- _DIRECTIONS FOR THIS TASK_: Copy every item below verbatim, keeping each line unchanged.

- _DATASET RECORDS_:
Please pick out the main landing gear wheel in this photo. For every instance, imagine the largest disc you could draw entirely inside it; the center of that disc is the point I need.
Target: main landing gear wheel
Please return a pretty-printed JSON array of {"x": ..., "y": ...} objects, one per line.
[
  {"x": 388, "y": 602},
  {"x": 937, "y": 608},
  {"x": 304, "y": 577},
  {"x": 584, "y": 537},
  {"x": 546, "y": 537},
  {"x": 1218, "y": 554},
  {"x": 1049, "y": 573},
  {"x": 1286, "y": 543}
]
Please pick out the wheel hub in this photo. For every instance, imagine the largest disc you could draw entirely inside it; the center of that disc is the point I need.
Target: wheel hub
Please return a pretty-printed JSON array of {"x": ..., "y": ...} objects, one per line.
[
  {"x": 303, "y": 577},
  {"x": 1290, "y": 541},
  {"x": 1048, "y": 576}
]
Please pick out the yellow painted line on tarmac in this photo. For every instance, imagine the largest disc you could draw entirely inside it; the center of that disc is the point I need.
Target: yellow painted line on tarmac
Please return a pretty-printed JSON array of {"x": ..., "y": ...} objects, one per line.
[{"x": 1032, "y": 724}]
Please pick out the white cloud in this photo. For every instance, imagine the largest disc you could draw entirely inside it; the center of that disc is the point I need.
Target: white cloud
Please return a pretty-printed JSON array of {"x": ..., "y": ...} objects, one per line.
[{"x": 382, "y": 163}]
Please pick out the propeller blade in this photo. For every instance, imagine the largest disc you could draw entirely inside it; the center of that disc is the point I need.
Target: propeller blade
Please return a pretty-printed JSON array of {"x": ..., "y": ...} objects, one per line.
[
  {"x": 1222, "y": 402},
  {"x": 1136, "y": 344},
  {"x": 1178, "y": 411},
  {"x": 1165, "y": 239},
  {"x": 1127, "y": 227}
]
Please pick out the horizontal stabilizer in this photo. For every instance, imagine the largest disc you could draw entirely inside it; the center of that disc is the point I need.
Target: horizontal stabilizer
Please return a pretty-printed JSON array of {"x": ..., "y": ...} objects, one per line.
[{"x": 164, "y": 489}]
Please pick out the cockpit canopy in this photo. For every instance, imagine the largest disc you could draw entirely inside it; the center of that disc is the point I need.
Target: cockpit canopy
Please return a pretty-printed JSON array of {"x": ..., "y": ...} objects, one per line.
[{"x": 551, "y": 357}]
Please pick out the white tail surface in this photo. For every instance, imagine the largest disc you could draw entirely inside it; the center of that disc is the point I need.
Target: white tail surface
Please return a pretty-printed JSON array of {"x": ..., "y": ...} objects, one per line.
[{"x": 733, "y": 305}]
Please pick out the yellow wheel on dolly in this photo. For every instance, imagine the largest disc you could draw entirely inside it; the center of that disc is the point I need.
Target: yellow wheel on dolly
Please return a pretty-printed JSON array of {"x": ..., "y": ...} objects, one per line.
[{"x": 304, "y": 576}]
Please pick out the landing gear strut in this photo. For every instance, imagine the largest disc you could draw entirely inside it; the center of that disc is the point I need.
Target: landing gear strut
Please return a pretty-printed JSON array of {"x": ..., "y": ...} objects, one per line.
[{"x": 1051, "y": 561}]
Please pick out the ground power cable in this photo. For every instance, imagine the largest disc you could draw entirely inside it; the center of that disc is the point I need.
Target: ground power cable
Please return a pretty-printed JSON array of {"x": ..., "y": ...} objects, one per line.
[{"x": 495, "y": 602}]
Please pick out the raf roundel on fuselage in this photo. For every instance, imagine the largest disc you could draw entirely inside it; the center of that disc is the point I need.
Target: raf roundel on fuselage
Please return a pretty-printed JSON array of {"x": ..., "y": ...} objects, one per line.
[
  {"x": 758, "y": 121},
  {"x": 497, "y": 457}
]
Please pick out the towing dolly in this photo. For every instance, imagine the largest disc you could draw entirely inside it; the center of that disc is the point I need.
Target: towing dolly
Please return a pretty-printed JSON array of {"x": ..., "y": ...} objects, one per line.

- _WORKED SOLUTION_:
Please pick out the main landing gear wheel in this photo. For every instance, imagine the largest disc you could draw entirely inside it; the center of that disc is the point I need.
Target: main landing gear wheel
Please return a pretty-printed JSON array of {"x": ..., "y": ...} objects, one per line.
[
  {"x": 388, "y": 602},
  {"x": 937, "y": 608},
  {"x": 304, "y": 577},
  {"x": 584, "y": 537},
  {"x": 546, "y": 537},
  {"x": 1218, "y": 554},
  {"x": 1049, "y": 573},
  {"x": 1286, "y": 543}
]
Please pick out the wheel hub in this photo. For every instance, imagine the largest disc you could draw entirely inside it; the center of that disc is the point I need.
Target: wheel hub
Please return a pretty-printed JSON array of {"x": ..., "y": ...} objects, one per line.
[
  {"x": 303, "y": 577},
  {"x": 1290, "y": 541},
  {"x": 1048, "y": 576}
]
Please pick out the yellow painted line on tarmac in this photo. For every instance, imagine the largest disc you could draw entirely inside it; the center of that disc is the point I need.
Target: yellow painted line on tarmac
Please return a pretty-printed JSON array of {"x": ..., "y": ...} objects, one per line.
[{"x": 1032, "y": 724}]
Please pick out the white cloud in this photo. For every instance, imagine the largest disc you could draw entirely inside it; the center of that disc is the point I need.
Target: white cloud
Please return a pretty-printed JSON array of {"x": ..., "y": ...} objects, one per line.
[{"x": 382, "y": 163}]
Please pick out the propeller blade in this photo. For every instance, imagine the largest disc you could draw entirely inside it; the center of that disc is the point I need.
Target: propeller blade
Please return a pretty-printed JSON array of {"x": ..., "y": ...} objects, one per line.
[
  {"x": 1222, "y": 402},
  {"x": 1136, "y": 344},
  {"x": 1178, "y": 411},
  {"x": 1165, "y": 239},
  {"x": 1127, "y": 227}
]
Please pick out the horizontal stabilizer in this photo. For every instance, imagine the largest disc you could draw entirely inside it; the center of that disc is the point I need.
Target: horizontal stabilizer
Please return a pretty-printed JSON array of {"x": ..., "y": ...} objects, one per line.
[{"x": 164, "y": 489}]
Please pick out the cockpit canopy in this photo. For every instance, imagine the largest disc you could draw entirely inside it; the center of that disc is the point I need.
Target: cockpit canopy
Please return a pretty-printed JSON array of {"x": ..., "y": ...} objects, one per line.
[{"x": 551, "y": 357}]
Please pick out the white tail surface in this photo. For every instance, imagine the largest disc you could draw entirely inside it; the center of that disc is the point I need.
Target: white tail surface
Please return a pretty-printed JSON array of {"x": ..., "y": ...} objects, one per line.
[{"x": 733, "y": 305}]
Please pick out the yellow wheel on dolly in this photo. For every instance, imagine the largest disc you could draw entirely inside it; the center of that disc is the point I need.
Target: yellow wheel on dolly
Please return a pretty-printed JSON array of {"x": ..., "y": ...} objects, one per line.
[{"x": 304, "y": 576}]
Please pick out the landing gear strut in this photo. For every instance, imagine the largest disc you could draw entirely inside it; the center of that disc is the point I need.
Target: landing gear strut
Please return a pretty-printed JSON array of {"x": ..., "y": ...} objects, one per line.
[{"x": 1051, "y": 561}]
Please pick out the ground power cable in this photo. For every instance, imagine the largest disc you could draw entirely inside it; the center of that disc is the point I need.
Target: ground power cable
Please return a pretty-printed JSON array of {"x": ..., "y": ...} objects, one per line.
[{"x": 495, "y": 602}]
Please pick out the raf roundel on fuselage in this photo. For every instance, imagine the largest disc you could draw entirely inside it; the center of that disc is the point I need.
Target: raf roundel on fuselage
Please return a pretty-printed JSON array of {"x": ..., "y": ...} objects, one per line.
[
  {"x": 758, "y": 121},
  {"x": 497, "y": 457}
]
Please pick out the towing dolly in this photo. For every instance, imagine the largest disc you could draw entirely inside it; the center of that disc is the point I need.
Target: towing dolly
Please return a pretty-printed JSON array of {"x": ..., "y": ...} objects, one per line.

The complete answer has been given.